▶ [TASK GOAL]: Write the data out again, word for word.

(GIVEN DATA begins)

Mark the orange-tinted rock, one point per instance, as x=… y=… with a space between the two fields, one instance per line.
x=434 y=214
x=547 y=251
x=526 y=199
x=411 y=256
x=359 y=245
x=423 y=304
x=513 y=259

(GIVEN DATA ends)

▶ [WRITTEN RESPONSE]:
Mark the orange-tinted rock, one point per instance, as x=… y=… with a space between the two fields, one instance per line.
x=434 y=214
x=547 y=251
x=526 y=199
x=411 y=256
x=359 y=245
x=423 y=304
x=513 y=259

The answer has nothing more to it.